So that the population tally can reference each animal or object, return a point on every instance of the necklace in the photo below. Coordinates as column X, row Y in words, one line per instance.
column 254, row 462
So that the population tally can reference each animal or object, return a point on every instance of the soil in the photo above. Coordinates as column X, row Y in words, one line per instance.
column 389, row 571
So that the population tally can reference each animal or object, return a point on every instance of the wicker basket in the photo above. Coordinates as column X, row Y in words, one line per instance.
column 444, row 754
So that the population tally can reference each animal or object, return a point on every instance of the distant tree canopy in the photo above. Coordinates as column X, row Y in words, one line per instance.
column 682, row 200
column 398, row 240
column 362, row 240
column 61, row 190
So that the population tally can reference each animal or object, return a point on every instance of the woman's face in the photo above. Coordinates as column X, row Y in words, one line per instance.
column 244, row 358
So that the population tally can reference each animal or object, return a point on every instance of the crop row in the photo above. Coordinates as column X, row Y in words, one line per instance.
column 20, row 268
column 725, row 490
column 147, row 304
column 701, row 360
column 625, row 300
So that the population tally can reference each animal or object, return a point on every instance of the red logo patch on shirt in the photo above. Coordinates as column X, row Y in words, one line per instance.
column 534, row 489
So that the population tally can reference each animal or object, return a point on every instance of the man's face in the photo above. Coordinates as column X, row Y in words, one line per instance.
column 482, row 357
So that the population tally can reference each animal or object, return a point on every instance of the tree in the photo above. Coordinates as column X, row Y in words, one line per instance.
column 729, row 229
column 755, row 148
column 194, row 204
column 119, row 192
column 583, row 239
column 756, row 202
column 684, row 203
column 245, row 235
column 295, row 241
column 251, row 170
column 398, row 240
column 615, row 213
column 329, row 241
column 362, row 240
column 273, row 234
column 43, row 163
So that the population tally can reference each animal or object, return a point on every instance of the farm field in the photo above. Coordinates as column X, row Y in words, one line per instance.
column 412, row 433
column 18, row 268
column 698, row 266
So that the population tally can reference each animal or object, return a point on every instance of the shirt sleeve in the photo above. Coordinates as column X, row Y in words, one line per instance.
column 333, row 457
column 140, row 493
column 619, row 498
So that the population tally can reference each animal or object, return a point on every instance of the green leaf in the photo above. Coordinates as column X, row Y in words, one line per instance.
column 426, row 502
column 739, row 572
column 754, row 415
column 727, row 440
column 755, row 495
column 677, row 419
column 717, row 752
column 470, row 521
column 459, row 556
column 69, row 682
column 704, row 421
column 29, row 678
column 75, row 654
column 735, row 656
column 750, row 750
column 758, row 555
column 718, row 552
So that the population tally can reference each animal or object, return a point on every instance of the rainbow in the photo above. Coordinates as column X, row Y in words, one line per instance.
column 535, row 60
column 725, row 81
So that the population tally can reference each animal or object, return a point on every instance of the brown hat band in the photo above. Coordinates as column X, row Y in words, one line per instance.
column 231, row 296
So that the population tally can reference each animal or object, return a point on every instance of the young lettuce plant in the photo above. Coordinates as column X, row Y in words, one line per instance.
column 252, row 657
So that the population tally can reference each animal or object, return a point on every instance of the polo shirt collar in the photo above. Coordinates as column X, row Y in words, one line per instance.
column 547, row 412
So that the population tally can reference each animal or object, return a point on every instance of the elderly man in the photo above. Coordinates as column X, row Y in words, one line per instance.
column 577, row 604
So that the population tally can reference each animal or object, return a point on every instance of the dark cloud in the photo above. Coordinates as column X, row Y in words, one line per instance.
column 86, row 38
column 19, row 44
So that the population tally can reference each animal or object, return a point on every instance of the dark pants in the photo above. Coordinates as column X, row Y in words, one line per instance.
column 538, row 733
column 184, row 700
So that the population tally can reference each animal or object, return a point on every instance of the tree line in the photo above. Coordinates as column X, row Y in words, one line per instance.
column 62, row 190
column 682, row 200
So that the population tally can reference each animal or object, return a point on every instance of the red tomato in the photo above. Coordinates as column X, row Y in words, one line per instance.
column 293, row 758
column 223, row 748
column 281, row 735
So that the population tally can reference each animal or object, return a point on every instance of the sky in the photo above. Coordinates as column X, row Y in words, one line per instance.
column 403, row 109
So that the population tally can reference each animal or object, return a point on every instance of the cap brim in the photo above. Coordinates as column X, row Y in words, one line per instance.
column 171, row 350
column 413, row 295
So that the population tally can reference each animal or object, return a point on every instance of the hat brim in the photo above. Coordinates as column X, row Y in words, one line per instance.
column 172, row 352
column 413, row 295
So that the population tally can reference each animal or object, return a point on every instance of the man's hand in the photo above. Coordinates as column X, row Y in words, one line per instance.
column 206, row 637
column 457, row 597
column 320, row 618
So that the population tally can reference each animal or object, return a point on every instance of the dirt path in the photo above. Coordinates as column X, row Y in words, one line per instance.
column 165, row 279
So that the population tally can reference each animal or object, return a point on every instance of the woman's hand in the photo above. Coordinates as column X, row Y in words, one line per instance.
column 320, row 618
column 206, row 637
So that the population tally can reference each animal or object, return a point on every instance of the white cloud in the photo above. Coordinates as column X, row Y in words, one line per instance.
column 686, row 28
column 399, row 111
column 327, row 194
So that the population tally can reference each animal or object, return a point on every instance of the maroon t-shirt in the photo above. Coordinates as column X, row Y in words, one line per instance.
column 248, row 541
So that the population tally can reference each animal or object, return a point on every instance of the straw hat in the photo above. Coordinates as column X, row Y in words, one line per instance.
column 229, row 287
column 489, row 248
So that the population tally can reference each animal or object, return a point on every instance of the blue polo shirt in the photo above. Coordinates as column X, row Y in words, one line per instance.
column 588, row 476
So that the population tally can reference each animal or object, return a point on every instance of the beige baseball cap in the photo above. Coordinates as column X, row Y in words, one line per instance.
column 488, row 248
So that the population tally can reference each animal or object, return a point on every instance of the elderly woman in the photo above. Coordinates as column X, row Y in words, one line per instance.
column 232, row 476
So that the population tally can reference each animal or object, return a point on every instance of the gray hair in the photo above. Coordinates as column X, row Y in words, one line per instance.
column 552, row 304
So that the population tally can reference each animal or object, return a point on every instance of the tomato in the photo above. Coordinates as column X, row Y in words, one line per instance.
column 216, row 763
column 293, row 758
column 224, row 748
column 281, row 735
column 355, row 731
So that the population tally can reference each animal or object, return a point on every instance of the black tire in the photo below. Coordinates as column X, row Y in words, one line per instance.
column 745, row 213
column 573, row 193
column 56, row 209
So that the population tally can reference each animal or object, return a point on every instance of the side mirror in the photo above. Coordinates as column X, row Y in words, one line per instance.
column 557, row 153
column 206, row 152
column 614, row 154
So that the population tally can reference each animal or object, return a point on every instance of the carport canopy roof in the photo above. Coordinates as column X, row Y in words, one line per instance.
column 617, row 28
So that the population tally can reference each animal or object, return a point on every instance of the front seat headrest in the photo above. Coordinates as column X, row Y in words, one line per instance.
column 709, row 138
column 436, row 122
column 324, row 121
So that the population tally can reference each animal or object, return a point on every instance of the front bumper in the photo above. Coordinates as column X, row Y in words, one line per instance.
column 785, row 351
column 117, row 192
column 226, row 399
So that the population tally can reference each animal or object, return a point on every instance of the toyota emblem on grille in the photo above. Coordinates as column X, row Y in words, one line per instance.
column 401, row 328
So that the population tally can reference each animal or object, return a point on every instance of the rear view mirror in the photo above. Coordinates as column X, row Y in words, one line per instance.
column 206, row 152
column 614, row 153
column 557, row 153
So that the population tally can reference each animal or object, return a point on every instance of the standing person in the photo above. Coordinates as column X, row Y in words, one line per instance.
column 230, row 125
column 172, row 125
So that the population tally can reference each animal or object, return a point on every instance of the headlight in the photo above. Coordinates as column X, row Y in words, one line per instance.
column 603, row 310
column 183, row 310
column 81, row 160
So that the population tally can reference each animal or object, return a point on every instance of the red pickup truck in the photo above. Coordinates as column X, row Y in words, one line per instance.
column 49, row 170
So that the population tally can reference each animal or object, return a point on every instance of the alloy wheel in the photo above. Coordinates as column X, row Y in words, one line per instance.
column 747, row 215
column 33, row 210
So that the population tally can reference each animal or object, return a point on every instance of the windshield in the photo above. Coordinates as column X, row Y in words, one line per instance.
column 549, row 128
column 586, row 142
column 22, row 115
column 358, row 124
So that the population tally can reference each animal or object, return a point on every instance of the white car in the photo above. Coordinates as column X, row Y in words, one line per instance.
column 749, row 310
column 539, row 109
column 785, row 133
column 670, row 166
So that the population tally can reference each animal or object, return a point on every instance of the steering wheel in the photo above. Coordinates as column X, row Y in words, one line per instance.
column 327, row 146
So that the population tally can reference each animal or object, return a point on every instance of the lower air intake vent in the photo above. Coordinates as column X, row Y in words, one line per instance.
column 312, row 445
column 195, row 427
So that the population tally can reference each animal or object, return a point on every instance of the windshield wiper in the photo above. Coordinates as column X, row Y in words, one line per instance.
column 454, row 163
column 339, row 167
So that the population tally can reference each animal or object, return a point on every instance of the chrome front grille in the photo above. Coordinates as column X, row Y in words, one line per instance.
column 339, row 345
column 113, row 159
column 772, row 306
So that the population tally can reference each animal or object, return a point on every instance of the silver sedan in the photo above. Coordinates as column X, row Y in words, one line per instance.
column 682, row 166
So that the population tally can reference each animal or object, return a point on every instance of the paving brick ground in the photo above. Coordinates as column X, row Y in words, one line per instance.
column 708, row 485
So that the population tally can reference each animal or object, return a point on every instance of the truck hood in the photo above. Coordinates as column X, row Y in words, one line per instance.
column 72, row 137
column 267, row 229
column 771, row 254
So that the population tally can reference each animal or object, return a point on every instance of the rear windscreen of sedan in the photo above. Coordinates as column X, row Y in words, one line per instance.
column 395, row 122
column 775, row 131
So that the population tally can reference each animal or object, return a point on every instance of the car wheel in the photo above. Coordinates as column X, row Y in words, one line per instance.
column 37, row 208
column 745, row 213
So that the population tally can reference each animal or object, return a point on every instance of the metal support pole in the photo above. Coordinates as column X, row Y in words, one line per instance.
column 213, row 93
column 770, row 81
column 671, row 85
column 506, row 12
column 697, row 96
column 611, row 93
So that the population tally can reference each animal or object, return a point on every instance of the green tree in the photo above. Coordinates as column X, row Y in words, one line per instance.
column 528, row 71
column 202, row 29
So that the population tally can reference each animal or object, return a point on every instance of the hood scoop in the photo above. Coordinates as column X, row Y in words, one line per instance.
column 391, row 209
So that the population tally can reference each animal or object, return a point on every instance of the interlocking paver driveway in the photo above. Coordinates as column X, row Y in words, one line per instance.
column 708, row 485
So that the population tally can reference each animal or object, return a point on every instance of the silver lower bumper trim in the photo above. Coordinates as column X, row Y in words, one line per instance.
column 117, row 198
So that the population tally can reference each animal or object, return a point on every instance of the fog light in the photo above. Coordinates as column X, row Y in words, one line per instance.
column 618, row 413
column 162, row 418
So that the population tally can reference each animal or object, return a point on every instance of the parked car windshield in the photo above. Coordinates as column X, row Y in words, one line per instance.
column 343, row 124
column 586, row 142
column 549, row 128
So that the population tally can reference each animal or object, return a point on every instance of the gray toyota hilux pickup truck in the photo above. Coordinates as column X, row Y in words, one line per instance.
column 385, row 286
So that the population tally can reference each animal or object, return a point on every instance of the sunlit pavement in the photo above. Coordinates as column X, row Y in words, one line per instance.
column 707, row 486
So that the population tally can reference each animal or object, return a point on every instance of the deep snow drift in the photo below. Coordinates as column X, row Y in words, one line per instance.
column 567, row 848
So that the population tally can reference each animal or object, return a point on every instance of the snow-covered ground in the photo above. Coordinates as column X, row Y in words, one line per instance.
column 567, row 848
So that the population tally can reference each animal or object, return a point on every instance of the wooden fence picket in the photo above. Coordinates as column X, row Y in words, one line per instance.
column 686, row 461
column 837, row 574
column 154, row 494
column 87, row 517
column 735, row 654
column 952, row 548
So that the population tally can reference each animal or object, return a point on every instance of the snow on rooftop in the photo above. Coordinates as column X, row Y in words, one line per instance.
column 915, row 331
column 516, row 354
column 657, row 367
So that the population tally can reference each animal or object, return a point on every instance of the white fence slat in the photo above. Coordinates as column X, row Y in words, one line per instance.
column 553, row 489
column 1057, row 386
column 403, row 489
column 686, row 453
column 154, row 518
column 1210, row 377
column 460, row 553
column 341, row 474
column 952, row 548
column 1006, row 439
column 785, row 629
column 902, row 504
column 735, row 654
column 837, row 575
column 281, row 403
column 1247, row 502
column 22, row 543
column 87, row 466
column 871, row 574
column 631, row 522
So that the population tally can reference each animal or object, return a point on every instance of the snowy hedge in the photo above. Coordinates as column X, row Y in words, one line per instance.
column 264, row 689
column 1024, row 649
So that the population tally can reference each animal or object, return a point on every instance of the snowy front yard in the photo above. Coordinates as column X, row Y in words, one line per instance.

--------------------------------

__WRITTEN EXERCISE__
Write out the rows above word for word, from the line with "the silver sedan" to the line with "column 775, row 131", both included.

__EXERCISE RESPONSE__
So that the population tally can reference each animal or object, return a point on every instance of the silver sedan in the photo above. Coordinates as column X, row Y in words, one line per instance.
column 682, row 166
So that the population tally can reference each animal or object, return a point on every instance of the paving brick ground in the photo above. Coordinates as column X, row Y in words, one line per instance.
column 708, row 485
So that the population tally can reference each animal or object, return a point on every instance of the truck hood in the photo above. Coordinates as column X, row Y in words, one line per instance.
column 72, row 137
column 267, row 229
column 771, row 254
So that the population tally can reference each animal or object, return a point on every instance of the rear windscreen of sedan in the photo above. Coordinates as column X, row Y in words, one line per instance.
column 395, row 122
column 775, row 131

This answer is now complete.